» STATED EXERCISE:
Transcribe the passage on the anarchist movement word for word, starting with "The global anti-capitalist" and going on through "what we build!).".

» SELECTION:
--- begin ---
Many such observers cannot rid themselves of their suspicion of a movement that does not pose the question of the alternatives to the market in recognisable terms. That is, in terms of a programme which can be packaged, discussed through official media channels within 30 seconds of an average interview, and deliverable to official institutions.” Indeed! We refuse to serve our revolution up on a silver platter for the elites to dissect and consume. Again, De Angelis reaches anarchist conclusions: that the very strength of the movement is its denial of traditional authoritarian, channelled, sanitised forms of dissent and its reliance on free communal relations as the highest form of, and in fact the ultimate aim of, organising.
A NEW WORLD IN OUR SHOPPING CARTS – NOT!
The global anti-capitalist movement which developed in the social vacuum caused by the oxygen-thieves of turbo capitalism after the fall of the Berlin Wall has restored revolutionary anarchism to its rightful place at the centre of popular protest against tyranny – and it has given it tough and complex new challenges that can only be met both by time-tested anarchist principles, tactics and strategies, and on an open relationship with our neighbours on the barricades. Tolerance, a concept so alien to our enemies, must be our watchword with regard to fellow activists, even those who we disagree with (though we reserve the right to trounce those who try to destroy what we build!).
The anarchist world is changing rapidly. From the resurfacing of anarchist organisations such as the International of Anarchist Federations (IAF) in 1968, and the return of CNT exiles to Spain following Franco’s death in 1975, growth was slow and difficult. But today, as the new movement has magnetised and invigorated the international debate on our future, we have surged ahead to poll position. And the quality of thought that we are contributing to that horizontal discussion on alternatives has vastly improved, as have our organisational forms.
The American anarchist scene is a noteworthy example of new organisation. Once plagued by lifestylist pseudo-anarchism and uncritical support for guerrilla movements, the movement has seen a maturing anarcho-communism trend develop with the formation of groups like the North Eastern Federation of Anarcho-Communists (NEFAC), which covers the Atlantic seaboard of the US and Canada, and plans afoot for a similar regional grouping on the Pacific coast (only the southern belt seems to be lagging and anarcho-primitivism still lurks in some quarters). On the global front, the anti-sectarian approach of the growing anarcho-syndicalist, anarcho-communist and Platformist groupings has lead to a new network-form: the International of Libertarian Solidarity (ILS-SIL), which Bikisha Media helped plan at the Other Future international anarchist gathering in Paris in 2000 and of which it is now a part along with Zabalaza Books and the Zabalaza Action Group. These days, the revolution may well be televised – but as the revolutionaries of On Fire indicate, its form, content, breadth and depth will not be driven by parasitic outside interests.
--- end ---
» DATA EXCERPTS:
--- begin ---
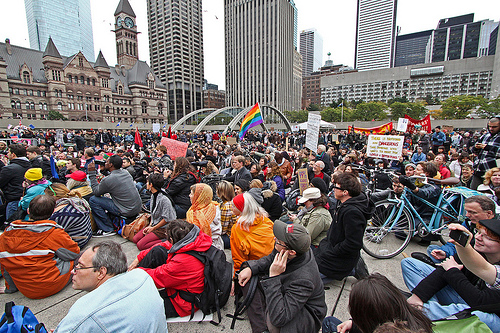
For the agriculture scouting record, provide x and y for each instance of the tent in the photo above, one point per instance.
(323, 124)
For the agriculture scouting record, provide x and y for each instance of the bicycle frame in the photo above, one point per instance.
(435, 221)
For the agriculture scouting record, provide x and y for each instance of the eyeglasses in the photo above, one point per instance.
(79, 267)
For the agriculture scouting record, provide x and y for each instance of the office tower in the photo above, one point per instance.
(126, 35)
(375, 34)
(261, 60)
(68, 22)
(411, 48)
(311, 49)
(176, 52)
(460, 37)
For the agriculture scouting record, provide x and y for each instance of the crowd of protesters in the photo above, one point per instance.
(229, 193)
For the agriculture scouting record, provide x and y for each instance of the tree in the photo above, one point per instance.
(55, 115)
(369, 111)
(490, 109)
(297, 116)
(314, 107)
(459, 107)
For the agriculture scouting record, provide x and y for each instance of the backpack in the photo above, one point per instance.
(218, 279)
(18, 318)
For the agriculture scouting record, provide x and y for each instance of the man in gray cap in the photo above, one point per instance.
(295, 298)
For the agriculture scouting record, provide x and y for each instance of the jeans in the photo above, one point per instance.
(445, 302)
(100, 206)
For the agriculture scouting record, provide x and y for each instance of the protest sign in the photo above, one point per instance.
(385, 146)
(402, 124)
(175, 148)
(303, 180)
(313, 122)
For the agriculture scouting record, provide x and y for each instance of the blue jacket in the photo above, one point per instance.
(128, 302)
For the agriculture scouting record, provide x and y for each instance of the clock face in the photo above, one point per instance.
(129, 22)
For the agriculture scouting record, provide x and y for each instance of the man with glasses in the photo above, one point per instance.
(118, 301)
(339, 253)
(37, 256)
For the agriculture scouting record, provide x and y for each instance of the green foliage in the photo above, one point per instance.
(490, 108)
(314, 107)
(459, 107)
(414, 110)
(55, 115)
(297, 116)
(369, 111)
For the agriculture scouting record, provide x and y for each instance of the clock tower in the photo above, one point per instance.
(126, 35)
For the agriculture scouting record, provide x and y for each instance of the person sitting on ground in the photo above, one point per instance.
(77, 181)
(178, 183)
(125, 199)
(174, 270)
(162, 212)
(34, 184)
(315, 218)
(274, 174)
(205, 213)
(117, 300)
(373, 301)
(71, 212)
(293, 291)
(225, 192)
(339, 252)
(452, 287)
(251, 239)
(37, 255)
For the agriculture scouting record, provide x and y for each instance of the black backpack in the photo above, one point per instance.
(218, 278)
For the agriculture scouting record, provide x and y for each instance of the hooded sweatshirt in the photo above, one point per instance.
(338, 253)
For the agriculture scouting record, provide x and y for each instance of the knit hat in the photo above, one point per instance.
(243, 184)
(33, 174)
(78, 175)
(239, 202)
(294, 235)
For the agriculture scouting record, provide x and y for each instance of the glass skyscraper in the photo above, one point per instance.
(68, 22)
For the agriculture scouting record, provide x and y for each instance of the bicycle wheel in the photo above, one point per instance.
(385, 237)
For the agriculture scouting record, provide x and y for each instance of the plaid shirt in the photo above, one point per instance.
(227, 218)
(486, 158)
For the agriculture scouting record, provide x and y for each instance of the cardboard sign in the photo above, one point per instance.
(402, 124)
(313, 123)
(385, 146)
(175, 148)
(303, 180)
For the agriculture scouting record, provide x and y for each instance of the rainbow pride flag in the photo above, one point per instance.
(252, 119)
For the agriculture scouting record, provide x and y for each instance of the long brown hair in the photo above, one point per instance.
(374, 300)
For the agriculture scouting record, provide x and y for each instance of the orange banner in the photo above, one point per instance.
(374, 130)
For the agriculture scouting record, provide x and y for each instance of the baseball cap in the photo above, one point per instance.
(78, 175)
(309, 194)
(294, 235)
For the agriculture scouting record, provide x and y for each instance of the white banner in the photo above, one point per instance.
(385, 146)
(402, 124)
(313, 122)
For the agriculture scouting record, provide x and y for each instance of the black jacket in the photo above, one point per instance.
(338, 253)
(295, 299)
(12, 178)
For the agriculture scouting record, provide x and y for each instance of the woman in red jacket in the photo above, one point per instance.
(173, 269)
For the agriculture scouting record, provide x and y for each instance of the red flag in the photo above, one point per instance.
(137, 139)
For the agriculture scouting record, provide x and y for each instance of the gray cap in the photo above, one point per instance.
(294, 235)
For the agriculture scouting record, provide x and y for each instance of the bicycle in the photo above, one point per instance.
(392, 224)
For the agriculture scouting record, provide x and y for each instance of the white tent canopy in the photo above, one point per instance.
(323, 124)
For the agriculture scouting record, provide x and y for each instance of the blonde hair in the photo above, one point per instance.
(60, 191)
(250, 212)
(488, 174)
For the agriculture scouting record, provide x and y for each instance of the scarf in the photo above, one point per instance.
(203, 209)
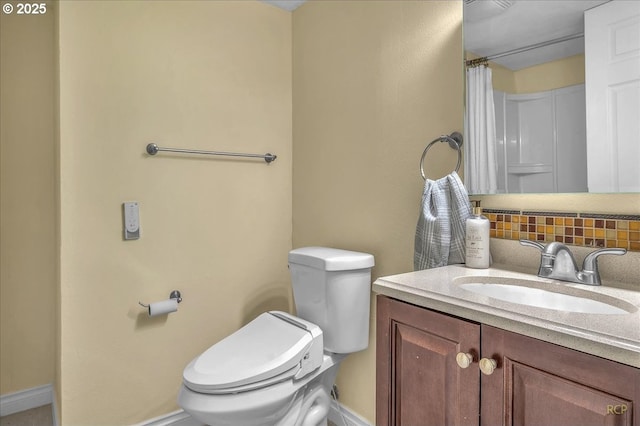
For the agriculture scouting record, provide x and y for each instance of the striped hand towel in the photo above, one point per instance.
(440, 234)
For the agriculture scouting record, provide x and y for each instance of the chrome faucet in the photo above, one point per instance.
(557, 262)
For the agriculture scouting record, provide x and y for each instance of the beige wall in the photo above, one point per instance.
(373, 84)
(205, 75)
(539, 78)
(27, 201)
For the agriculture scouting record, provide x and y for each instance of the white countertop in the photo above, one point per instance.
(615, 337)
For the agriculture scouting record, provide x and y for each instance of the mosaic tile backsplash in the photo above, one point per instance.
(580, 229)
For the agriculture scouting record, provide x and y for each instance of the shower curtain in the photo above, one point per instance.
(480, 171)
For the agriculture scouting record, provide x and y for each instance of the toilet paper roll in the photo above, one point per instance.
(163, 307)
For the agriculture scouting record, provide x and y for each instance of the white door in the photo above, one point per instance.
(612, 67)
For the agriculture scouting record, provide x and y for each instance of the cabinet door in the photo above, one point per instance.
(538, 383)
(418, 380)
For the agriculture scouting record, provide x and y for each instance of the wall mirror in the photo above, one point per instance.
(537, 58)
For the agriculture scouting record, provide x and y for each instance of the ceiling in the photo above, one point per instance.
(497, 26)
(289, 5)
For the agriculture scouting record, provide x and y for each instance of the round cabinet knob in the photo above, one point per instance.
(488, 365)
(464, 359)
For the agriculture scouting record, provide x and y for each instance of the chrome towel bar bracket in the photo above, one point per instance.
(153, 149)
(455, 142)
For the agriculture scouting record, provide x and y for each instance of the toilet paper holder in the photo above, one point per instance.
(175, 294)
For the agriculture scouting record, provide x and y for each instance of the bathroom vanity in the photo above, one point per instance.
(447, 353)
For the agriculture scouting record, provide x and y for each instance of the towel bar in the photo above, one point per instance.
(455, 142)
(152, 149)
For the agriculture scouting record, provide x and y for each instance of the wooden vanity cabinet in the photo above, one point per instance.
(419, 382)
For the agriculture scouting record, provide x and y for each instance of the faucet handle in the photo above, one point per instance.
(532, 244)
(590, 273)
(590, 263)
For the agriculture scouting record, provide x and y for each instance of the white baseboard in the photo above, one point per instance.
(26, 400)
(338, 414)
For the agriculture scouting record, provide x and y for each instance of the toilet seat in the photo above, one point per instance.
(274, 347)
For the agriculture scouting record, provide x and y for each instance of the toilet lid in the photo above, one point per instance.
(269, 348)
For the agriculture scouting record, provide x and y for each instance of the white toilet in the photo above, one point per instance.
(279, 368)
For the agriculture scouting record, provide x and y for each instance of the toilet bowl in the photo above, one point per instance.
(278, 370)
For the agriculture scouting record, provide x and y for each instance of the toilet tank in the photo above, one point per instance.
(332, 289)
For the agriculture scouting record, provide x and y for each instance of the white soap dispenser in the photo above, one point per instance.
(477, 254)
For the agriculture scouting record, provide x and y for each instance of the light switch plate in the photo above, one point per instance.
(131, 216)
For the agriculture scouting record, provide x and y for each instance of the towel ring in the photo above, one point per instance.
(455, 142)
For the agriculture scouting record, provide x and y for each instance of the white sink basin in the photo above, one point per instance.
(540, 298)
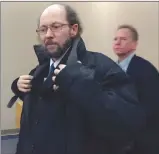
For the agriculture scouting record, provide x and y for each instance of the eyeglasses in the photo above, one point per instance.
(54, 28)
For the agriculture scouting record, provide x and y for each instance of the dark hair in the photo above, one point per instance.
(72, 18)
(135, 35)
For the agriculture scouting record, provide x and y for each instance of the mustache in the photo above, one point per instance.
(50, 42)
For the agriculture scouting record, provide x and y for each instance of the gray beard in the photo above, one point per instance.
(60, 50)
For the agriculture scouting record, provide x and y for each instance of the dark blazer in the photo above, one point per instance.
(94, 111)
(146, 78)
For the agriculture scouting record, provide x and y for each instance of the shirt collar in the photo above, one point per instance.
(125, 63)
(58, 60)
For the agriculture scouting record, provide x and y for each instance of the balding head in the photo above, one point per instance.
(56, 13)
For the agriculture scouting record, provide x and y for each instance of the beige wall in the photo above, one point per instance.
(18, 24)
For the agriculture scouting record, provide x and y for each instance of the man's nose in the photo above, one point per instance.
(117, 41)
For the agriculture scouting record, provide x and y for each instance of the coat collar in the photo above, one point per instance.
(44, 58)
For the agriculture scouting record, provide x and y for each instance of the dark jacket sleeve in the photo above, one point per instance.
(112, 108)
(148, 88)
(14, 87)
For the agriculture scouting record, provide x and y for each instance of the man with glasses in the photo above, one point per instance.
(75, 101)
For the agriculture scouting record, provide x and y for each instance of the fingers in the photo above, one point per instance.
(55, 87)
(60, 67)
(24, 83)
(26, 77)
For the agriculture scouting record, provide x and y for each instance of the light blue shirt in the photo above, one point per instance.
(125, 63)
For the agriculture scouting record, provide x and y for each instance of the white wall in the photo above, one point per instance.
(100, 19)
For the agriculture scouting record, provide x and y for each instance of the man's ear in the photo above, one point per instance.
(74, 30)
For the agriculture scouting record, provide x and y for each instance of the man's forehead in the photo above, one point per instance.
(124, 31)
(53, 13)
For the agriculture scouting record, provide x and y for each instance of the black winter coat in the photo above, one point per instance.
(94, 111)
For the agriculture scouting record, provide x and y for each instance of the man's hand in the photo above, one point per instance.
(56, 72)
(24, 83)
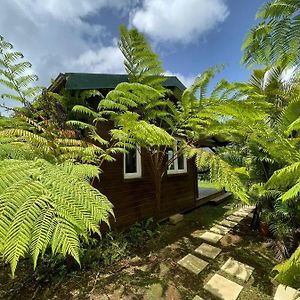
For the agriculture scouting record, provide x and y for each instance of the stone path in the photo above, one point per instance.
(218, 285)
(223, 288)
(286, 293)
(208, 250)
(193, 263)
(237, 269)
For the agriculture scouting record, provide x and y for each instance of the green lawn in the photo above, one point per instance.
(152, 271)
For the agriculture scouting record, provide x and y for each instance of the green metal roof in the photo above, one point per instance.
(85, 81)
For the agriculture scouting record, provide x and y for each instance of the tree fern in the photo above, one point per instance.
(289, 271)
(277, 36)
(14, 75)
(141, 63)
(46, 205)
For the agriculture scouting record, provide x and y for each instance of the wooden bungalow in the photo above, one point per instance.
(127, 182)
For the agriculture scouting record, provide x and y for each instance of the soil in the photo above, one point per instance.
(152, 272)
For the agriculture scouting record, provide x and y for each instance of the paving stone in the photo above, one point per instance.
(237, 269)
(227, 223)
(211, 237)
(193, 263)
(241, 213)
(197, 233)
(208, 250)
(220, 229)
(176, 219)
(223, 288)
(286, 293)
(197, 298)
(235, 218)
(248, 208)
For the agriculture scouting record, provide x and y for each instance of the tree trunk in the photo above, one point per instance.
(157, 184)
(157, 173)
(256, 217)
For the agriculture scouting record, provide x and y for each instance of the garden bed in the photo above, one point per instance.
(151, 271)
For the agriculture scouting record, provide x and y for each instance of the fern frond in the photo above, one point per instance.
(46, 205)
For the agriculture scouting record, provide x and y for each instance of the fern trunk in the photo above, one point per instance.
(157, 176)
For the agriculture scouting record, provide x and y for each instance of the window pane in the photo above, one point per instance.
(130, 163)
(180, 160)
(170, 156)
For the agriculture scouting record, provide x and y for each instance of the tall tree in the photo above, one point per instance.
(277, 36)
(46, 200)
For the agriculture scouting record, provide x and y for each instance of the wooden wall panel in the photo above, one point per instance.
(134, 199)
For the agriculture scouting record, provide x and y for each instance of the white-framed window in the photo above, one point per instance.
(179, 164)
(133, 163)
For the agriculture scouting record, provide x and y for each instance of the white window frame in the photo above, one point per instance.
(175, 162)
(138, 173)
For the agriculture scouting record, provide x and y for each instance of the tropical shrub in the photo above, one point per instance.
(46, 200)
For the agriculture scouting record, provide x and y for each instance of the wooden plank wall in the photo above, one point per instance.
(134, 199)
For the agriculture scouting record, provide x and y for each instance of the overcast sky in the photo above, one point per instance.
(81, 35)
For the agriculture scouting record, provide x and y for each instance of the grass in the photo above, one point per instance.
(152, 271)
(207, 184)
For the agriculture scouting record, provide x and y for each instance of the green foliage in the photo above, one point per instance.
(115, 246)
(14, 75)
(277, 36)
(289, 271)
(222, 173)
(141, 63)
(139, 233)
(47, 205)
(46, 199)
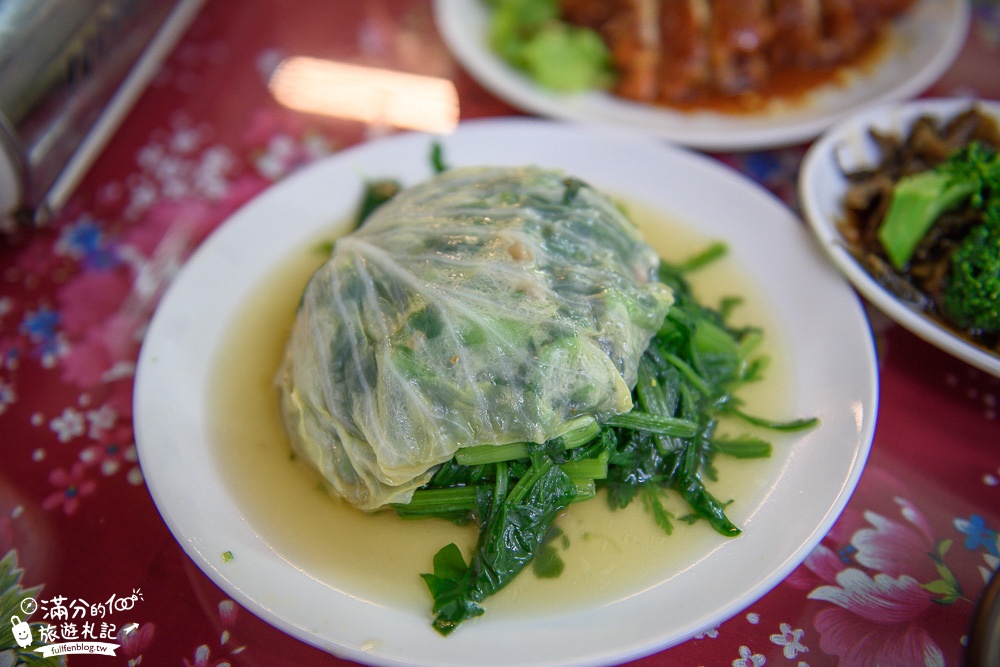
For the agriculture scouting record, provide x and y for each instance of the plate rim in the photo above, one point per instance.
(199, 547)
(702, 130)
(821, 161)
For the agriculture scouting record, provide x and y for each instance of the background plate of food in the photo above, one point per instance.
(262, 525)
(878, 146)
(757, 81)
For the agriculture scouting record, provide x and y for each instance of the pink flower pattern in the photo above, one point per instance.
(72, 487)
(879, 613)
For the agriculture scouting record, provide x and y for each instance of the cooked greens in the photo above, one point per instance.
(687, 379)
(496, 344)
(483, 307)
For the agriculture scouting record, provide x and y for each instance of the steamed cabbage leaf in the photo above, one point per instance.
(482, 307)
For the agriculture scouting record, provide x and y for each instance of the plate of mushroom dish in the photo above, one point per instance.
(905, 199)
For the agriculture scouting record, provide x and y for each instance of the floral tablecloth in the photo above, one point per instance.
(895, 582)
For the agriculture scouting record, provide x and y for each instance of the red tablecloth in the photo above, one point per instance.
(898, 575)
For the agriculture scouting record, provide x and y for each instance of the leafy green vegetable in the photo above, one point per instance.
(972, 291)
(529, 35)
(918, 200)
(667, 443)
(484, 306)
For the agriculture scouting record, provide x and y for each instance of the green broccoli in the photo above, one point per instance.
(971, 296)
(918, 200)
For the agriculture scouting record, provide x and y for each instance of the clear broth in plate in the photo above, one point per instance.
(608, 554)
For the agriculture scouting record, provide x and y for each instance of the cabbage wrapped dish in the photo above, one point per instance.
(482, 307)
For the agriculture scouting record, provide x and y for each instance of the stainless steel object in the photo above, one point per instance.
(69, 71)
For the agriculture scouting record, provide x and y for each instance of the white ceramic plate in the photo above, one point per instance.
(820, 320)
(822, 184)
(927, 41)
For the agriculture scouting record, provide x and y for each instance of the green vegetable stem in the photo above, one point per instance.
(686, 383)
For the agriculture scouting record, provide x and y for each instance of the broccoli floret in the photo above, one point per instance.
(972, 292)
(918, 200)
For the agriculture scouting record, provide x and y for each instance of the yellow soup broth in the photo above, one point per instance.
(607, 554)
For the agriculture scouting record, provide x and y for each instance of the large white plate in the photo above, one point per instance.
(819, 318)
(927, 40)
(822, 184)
--- end ---
» EXERCISE RESULT:
The global anti-capitalist movement which developed in the social vacuum caused by the oxygen-thieves of turbo capitalism after the fall of the Berlin Wall has restored revolutionary anarchism to its rightful place at the centre of popular protest against tyranny – and it has given it tough and complex new challenges that can only be met both by time-tested anarchist principles, tactics and strategies, and on an open relationship with our neighbours on the barricades. Tolerance, a concept so alien to our enemies, must be our watchword with regard to fellow activists, even those who we disagree with (though we reserve the right to trounce those who try to destroy what we build!).